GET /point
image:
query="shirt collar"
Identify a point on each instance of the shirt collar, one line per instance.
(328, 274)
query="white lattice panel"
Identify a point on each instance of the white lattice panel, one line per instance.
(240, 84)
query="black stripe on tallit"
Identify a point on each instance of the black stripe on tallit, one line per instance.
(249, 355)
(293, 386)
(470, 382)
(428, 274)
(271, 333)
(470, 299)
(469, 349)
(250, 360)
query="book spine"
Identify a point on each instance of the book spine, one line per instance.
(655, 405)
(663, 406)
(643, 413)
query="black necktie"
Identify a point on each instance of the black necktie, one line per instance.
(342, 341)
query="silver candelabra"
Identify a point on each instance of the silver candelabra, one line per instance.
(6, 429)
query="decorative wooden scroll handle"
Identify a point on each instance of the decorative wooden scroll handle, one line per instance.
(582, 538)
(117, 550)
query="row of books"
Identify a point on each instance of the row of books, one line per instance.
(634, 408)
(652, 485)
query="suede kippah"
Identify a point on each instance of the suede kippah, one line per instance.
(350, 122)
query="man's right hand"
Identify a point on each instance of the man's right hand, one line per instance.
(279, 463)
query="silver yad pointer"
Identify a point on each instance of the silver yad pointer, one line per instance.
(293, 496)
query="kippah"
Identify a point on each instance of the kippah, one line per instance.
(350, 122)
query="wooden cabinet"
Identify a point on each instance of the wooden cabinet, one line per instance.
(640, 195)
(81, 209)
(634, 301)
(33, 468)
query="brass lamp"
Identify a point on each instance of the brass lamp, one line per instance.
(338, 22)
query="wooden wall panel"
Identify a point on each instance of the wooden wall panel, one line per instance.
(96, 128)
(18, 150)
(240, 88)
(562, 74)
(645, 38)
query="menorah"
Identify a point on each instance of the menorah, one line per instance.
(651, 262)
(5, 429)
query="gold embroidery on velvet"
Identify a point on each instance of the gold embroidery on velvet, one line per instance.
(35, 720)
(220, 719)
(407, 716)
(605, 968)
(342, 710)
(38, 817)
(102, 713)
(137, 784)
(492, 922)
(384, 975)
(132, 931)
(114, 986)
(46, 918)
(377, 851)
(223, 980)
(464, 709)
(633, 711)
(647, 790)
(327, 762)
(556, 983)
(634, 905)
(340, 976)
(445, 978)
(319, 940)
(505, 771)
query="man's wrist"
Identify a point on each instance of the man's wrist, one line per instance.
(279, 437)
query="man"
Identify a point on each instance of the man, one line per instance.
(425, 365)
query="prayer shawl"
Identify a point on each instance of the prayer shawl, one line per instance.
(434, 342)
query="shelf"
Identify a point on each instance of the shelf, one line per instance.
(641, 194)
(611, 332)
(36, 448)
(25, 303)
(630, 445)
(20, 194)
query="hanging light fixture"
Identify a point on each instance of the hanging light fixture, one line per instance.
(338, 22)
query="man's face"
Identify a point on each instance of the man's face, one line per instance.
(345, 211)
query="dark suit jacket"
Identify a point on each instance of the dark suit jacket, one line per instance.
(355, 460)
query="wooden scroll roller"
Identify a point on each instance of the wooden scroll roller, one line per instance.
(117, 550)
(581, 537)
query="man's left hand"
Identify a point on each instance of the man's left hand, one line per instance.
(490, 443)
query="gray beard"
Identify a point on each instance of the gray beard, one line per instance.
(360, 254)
# # #
WHAT IS NEEDED: Extract all of the data shown above and repeat it verbatim.

COMPLETED EXERCISE:
GET /point
image:
query="shirt collar"
Identify a point on each instance of the shirt collar, one line per instance.
(328, 274)
query="white lattice panel"
Identify a point on each instance of the white lattice panel, one line per instance.
(240, 84)
query="black stripe on tallit"
Identify a point on each instance of the black stripe on tallit, one line per instance.
(249, 355)
(293, 386)
(470, 382)
(428, 274)
(271, 333)
(470, 299)
(469, 349)
(250, 360)
query="book spine"
Identify a point on each instance of the book spine, one line per instance.
(655, 405)
(663, 406)
(643, 413)
query="black necktie"
Identify a point on each instance of the black necktie, one line per instance.
(342, 341)
query="silver candelabra"
Identify a point on each instance of the silver candelabra, one line per instance.
(6, 429)
query="decorative wooden scroll handle"
Identify a point on each instance of the decorative wooden scroll handle, one line per instance.
(582, 538)
(117, 550)
query="row of books"
Identify a point on each instance of the row of books, one line per instance.
(634, 408)
(652, 485)
query="suede kippah"
Identify a point on each instance of the suede kippah, one line per instance.
(350, 122)
query="man's right hand"
Identify a point on each instance of the man's right hand, one line per instance.
(279, 463)
query="silver yad pointer"
Identify a point on each instance of the silver yad pointer, one line per instance.
(293, 496)
query="kippah"
Identify a point on each instance of the kippah, one line per instance.
(350, 122)
query="wooden cabinet"
Identify a point on each instance of the wooden cabinet, one line per instance.
(640, 195)
(81, 209)
(634, 301)
(33, 468)
query="brass lamp"
Identify a point on each instance of the brass lamp, one line per instance.
(338, 22)
query="wooden wall panel"
Identify a point on each instance of the wooden wall panel, one line per instance.
(96, 128)
(18, 150)
(240, 88)
(562, 74)
(645, 38)
query="menorah"
Identify a point on each instance of the menorah, one line per instance.
(651, 262)
(5, 429)
query="gold embroidery on velvet"
Identify a point on each instance of the gold embroidery on velvet, one line per instance.
(35, 720)
(220, 719)
(407, 716)
(605, 968)
(342, 710)
(38, 817)
(102, 713)
(137, 784)
(492, 922)
(384, 975)
(132, 931)
(114, 986)
(46, 918)
(377, 851)
(223, 980)
(464, 709)
(633, 711)
(647, 790)
(327, 762)
(556, 983)
(634, 905)
(340, 976)
(445, 978)
(319, 940)
(505, 771)
query="man's wrist"
Identify a point on each instance of the man's wrist, one line per instance.
(279, 437)
query="man"
Identify a point on each instance of the man, one line per instance.
(425, 365)
query="prayer shawl"
Identify a point on each instance of the prayer shawl, one line per instance.
(434, 342)
query="shelf"
Identify a point on each instance of the shelf, one line per instance.
(641, 194)
(611, 332)
(36, 448)
(25, 303)
(630, 445)
(20, 194)
query="hanging light fixture"
Identify a point on each instance of the hanging light fixture, one line per instance.
(338, 22)
query="man's face"
Identify a point on each instance of the man's face, one line per instance.
(345, 211)
query="dark suit jacket"
Identify a point on each instance of the dark suit jacket, one line per instance.
(355, 460)
query="wooden scroll roller"
Identify a point on each instance of the wooden scroll roller, one line per instance.
(117, 550)
(581, 537)
query="man's left hand"
Identify a point on each instance of the man's left hand, one line per instance.
(490, 443)
query="gray beard"
Identify a point on each instance of the gray beard, one line per instance.
(360, 254)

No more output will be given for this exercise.